▸ The task
Reproduce every entry that follows word for word, but omit the images.

▸ Stored dataset items
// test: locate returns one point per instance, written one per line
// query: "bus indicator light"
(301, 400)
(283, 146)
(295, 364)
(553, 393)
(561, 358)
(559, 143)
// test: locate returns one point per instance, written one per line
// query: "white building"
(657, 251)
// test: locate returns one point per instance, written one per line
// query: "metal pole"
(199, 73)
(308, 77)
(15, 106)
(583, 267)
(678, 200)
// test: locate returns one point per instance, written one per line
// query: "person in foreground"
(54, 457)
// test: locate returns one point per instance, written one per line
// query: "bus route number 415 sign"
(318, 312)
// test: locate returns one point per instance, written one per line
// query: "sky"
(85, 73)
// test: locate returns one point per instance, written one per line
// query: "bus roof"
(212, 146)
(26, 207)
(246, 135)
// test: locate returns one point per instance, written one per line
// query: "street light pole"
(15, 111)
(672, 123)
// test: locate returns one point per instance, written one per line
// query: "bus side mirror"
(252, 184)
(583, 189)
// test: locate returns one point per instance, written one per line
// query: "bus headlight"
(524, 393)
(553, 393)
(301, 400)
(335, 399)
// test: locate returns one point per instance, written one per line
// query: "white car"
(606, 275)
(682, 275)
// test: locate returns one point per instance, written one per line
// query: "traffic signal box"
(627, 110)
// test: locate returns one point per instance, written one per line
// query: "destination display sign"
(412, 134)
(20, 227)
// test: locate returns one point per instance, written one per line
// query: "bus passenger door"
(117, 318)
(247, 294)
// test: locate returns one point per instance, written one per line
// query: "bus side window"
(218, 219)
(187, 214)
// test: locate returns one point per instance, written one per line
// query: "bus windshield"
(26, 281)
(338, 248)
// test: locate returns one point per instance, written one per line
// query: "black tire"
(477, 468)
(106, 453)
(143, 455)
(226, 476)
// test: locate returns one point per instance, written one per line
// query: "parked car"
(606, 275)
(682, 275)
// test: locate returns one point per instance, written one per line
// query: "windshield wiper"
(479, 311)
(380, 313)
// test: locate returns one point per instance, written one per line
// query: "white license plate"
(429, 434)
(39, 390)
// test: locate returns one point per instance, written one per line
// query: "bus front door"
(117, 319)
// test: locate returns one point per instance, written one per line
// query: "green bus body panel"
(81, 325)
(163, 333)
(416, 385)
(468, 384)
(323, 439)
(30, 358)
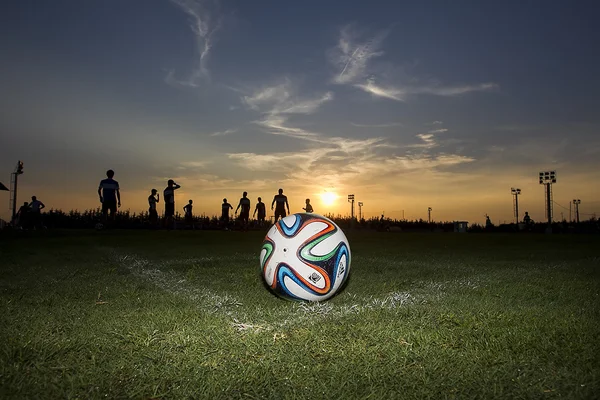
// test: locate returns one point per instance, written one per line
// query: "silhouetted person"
(308, 207)
(36, 208)
(188, 215)
(262, 213)
(225, 207)
(152, 212)
(110, 196)
(245, 205)
(488, 222)
(22, 217)
(282, 203)
(169, 199)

▸ Expected output
// test: locate returns one point per instance, written one per line
// query: "bus indicator light"
(301, 400)
(283, 146)
(295, 364)
(553, 393)
(561, 358)
(559, 143)
// test: locate returns one point per instance, written one per line
// query: "white building"
(657, 251)
// test: locate returns one point per instance, written one per line
// query: "metal pole"
(199, 73)
(308, 77)
(15, 106)
(583, 267)
(678, 200)
// test: locate returns one point per instance, written one per line
// query: "person in foreground"
(54, 457)
// test: locate returns one point per instance, written one per line
// query: "bus route number 415 sign"
(318, 312)
// test: locate returns one point per instance, written one per line
// query: "sky"
(85, 73)
// test: locate returns one point per instance, written one per line
// query: "bus roof"
(212, 146)
(26, 207)
(246, 135)
// test: locate returns one point per instance, written one per line
// query: "street light pole"
(15, 111)
(672, 123)
// test: locate returns one point per instance, written one per line
// query: "bus side mirror"
(252, 184)
(583, 189)
// test: locate returns one point per instance, written one per line
// query: "bus headlight"
(524, 393)
(553, 393)
(301, 400)
(335, 399)
// test: locate returns one point per instance, written one per line
// query: "white car"
(606, 275)
(682, 275)
// test: locate returns one point per instance, written one per line
// query: "traffic signal box"
(627, 110)
// test: locate returns one point per instance, written one per line
// query: "destination display sign"
(412, 134)
(20, 227)
// test: locate returns one point per instance, written one per line
// query: "bus passenger door"
(117, 318)
(247, 294)
// test: locate returns one point per instance, written one per line
// query: "bus side window"
(218, 219)
(187, 214)
// test: locate returns one point per instance, written one per line
// query: "bus windshield"
(26, 281)
(338, 248)
// test: locate returns one point per instance, written one per line
// query: "black tire"
(477, 468)
(106, 453)
(143, 455)
(226, 476)
// test: locate returns one point per instance, written one per line
// query: "parked car"
(606, 275)
(682, 275)
// test: locate returns one point per instance, written one per line
// query: "windshield wiper"
(479, 311)
(380, 313)
// test: locate returns one point per instance, written one per line
// query: "white license plate"
(429, 434)
(39, 390)
// test: locate returns one point per instance, written one per line
// query: "bus front door"
(117, 319)
// test: locate returns one point per instance, written one per line
// query: "green bus body panel"
(81, 325)
(163, 333)
(416, 385)
(468, 384)
(323, 439)
(30, 358)
// test: locate returns one point per instance, written one per line
// query: "silhouetted person"
(308, 207)
(36, 208)
(188, 215)
(262, 213)
(225, 207)
(152, 212)
(110, 196)
(245, 205)
(488, 222)
(22, 217)
(282, 203)
(169, 199)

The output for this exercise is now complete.